What to do
How many seats does the cinema at the Museum of the Moving Image have, according to the date-spot listings?

Text provided
——————————
The Astor Room
Museum of the Moving Image
Plan a vintage date at this Art Deco supper club inside Kaufman Astoria Studios, once the center of the silent-film industry. Romance your companion over a cocktail at the mahogany Beaver Bar, where a buttoned-up barman pours stiff, old-school cocktails. Then grab a table and order a nostalgic dish like oysters Rockefeller.
Casually inquire which side of the Wars-versus-Trek debate your sweetheart falls on while moseying through this dynamic institution. Aside from exhibiting all types of media (such as vintage fanzines, old cameras and arcade consoles), the facility also offers a 267-seat cinema with multiple weekend screenings.
The Sparrow Tavern
If you’re not the roses-and-chocolates type, this low-key neighborhood bar is a great place to down some beers to a garage-rock soundtrack. Join the locals chilling at the bar over an American or international brew, and sample the upmarket pub grub (which once earned a mention on the Food Network’s Diners, Drive-Ins and Dives). The joint also runs a short-film competition every three months; check sparrowfilmproject.com for details on free screenings. 718-606-2260, thesparrowtavern.com
If pickles and beer are your idea of a match made in heaven, plan your next tryst at this laid-back gastropub. It combines an industrial feel—lots of exposed brick and massive overhead beams—with the dim, dark-wood coziness of an Irish pub. The array of reasonably priced suds includes strong selections from craft breweries like Sixpoint and Singlecut; complement your brew with beer-battered McClure’s pickles, an epic bar snack if there ever was one.
——————————
Supplied entries
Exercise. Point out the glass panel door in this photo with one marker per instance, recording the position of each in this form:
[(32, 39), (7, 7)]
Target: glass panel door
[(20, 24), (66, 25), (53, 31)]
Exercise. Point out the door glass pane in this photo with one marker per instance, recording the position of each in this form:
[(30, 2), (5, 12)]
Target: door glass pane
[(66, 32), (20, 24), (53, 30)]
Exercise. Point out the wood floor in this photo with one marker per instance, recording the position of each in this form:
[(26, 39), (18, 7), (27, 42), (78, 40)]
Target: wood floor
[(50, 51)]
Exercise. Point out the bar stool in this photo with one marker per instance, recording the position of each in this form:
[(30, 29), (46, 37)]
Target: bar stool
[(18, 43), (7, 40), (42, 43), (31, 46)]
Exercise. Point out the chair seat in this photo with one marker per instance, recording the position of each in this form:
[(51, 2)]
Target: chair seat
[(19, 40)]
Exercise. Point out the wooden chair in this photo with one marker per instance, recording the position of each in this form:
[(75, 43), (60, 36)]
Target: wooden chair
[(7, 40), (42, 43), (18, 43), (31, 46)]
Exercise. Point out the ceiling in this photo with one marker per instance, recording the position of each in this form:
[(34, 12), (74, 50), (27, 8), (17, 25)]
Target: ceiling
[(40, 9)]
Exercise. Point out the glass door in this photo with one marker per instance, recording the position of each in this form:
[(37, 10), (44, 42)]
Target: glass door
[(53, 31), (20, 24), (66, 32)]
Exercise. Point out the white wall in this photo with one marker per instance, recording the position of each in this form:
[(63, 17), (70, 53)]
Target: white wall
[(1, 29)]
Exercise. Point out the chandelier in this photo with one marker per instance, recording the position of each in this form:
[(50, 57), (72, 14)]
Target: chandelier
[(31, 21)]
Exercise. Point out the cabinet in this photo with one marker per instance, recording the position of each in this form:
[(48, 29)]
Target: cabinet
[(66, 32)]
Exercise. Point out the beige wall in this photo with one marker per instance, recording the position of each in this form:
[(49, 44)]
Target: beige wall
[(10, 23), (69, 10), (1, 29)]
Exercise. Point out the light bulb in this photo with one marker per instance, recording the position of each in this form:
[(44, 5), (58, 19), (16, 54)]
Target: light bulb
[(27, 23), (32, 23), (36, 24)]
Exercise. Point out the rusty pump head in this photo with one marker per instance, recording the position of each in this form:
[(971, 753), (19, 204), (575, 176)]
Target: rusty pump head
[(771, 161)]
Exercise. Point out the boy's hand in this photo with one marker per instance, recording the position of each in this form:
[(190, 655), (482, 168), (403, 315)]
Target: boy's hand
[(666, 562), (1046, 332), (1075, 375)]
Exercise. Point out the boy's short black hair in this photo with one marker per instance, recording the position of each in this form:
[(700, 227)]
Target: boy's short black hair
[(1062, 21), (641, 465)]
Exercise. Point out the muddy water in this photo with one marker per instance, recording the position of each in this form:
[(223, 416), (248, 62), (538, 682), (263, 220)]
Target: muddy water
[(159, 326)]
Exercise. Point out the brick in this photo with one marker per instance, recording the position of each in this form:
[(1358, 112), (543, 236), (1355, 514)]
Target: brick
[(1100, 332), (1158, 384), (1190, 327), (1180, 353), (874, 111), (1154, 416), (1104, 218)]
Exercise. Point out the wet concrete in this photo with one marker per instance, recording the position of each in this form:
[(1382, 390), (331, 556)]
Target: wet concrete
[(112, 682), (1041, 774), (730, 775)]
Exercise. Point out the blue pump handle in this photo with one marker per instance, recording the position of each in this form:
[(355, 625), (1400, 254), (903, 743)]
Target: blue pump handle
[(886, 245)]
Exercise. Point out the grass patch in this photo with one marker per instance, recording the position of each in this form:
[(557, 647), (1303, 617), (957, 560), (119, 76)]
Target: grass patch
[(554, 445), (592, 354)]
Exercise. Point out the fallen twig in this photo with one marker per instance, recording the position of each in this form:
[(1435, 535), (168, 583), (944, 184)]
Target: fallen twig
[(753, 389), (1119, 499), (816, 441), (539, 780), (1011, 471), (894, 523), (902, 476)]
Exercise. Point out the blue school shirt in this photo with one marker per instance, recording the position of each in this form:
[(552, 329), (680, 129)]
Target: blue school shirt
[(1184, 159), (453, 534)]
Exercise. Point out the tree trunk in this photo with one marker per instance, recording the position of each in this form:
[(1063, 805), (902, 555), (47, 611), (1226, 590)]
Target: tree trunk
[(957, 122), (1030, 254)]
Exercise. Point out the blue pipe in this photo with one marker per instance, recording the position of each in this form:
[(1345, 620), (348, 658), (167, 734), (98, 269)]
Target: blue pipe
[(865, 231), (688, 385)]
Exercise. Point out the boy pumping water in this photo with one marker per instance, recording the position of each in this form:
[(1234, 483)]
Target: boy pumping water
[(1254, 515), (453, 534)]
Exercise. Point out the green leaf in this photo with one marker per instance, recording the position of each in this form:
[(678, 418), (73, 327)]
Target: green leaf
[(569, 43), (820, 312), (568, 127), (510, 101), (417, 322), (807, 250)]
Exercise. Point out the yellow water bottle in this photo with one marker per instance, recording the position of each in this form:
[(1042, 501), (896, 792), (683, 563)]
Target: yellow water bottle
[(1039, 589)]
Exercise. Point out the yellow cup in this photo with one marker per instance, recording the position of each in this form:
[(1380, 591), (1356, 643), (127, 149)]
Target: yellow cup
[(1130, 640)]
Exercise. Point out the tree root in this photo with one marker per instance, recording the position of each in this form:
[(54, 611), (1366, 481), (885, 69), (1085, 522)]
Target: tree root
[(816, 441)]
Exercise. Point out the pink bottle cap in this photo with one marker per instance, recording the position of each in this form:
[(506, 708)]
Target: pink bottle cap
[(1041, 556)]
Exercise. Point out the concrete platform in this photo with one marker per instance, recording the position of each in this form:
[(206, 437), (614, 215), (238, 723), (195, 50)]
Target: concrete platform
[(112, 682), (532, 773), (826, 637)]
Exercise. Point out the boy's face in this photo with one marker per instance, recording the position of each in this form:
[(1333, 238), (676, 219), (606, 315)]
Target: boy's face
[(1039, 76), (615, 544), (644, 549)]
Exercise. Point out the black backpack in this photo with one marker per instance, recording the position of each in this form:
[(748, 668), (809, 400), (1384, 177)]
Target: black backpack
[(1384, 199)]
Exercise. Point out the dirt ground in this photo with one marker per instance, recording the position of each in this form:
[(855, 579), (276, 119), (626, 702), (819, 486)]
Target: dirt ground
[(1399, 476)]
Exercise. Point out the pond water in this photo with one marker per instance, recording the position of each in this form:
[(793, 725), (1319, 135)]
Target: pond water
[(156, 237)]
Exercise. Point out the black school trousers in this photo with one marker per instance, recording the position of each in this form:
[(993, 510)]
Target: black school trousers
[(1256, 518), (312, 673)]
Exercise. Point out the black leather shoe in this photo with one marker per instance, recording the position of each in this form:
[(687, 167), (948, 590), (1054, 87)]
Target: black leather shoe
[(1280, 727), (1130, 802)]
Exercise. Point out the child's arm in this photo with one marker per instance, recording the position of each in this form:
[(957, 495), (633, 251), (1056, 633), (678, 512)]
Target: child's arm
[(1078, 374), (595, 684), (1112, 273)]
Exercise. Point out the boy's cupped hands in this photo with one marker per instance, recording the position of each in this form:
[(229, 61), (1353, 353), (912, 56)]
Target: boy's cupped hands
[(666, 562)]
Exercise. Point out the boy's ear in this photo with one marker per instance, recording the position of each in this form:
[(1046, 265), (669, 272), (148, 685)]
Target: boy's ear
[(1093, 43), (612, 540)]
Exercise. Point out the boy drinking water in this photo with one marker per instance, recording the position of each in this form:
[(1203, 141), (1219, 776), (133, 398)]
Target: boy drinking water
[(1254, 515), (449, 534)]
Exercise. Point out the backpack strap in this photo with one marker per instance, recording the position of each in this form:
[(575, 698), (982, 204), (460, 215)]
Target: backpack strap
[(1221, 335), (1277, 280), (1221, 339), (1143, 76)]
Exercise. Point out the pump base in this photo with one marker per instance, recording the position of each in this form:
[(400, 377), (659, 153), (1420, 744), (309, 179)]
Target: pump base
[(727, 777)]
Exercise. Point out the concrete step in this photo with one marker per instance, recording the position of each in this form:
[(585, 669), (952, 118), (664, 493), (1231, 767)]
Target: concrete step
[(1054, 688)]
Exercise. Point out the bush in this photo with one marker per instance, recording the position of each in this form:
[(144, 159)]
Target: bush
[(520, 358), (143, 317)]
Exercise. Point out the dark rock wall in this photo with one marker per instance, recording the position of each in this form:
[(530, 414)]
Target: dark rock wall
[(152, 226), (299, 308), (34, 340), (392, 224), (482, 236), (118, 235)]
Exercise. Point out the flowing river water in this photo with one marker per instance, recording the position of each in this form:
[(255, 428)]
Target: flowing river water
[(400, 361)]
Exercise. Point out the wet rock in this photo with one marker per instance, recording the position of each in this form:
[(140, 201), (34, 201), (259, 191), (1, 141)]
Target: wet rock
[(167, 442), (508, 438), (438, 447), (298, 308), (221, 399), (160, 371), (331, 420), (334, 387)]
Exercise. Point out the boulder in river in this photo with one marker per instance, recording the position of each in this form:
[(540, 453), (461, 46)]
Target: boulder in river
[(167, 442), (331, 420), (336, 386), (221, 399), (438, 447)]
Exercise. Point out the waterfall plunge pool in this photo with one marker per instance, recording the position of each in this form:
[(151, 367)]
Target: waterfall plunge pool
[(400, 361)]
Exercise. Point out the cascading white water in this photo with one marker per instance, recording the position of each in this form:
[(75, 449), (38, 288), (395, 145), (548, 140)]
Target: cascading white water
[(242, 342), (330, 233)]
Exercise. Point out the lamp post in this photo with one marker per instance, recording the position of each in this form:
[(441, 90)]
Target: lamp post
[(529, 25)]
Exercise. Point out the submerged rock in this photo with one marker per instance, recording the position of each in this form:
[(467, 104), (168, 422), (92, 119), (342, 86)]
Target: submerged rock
——————————
Result
267 seats.